Location labeling records:
▼

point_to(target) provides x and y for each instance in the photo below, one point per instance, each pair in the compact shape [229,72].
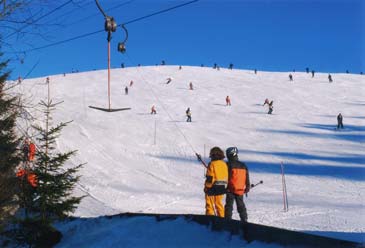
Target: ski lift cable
[162,105]
[159,12]
[99,31]
[41,17]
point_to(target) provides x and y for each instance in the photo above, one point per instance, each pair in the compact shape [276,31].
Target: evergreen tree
[53,199]
[9,143]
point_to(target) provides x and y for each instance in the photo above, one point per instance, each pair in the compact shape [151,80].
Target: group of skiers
[229,178]
[329,76]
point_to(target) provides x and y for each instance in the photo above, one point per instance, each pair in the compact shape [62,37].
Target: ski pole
[254,185]
[285,196]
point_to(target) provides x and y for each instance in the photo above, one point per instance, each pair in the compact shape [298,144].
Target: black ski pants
[241,208]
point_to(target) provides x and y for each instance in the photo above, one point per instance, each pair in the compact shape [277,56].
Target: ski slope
[138,162]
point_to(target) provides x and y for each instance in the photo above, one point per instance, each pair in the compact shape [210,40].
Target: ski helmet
[231,152]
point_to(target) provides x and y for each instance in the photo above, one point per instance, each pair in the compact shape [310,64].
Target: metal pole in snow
[154,140]
[285,196]
[109,70]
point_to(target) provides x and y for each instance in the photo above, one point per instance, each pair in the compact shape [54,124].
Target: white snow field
[143,163]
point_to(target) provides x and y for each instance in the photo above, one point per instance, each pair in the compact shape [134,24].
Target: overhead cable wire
[89,16]
[99,31]
[38,19]
[159,12]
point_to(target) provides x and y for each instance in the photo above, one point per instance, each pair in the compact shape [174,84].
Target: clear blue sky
[324,35]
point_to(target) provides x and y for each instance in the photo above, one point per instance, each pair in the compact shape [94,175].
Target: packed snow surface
[138,162]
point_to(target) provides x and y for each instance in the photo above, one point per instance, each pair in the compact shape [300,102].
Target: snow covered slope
[138,162]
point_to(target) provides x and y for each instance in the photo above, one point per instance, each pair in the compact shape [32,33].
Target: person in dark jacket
[238,185]
[339,121]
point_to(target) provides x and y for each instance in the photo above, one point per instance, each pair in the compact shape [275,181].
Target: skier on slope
[188,115]
[168,80]
[191,86]
[153,110]
[215,183]
[339,121]
[271,107]
[228,101]
[238,185]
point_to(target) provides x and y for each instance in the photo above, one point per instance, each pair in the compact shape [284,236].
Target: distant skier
[168,80]
[215,183]
[271,107]
[339,121]
[188,115]
[228,101]
[153,110]
[238,185]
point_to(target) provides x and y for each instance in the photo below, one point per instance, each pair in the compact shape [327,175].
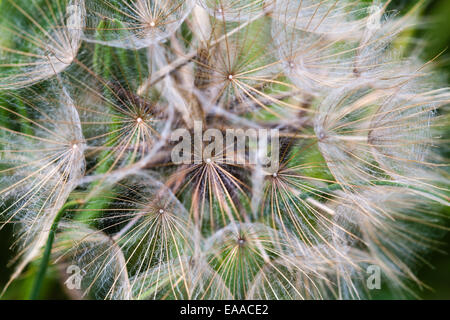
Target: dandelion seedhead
[220,149]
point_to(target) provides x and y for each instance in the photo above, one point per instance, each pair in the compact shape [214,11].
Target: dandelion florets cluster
[92,91]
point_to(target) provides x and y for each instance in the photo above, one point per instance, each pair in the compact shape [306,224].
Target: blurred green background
[435,34]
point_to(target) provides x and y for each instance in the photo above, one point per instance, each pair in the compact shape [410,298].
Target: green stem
[48,249]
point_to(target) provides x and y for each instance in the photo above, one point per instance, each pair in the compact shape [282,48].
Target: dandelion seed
[135,24]
[43,166]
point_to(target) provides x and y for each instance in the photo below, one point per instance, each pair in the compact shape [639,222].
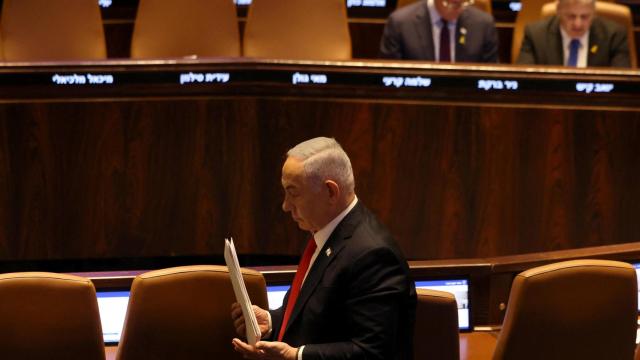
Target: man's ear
[333,190]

▲

= YOUR GOAL =
Can you write the records as a numbered list, starting at the line that contains "compact shape [639,222]." and ending at the end of the records, with blank lines and pictures left out?

= PROBLEM SOLUTION =
1. point_to(target) provides x and y for each instance in the photo below, one point per instance, each pair in the compact shape [639,222].
2. Target: man's ear
3. [333,190]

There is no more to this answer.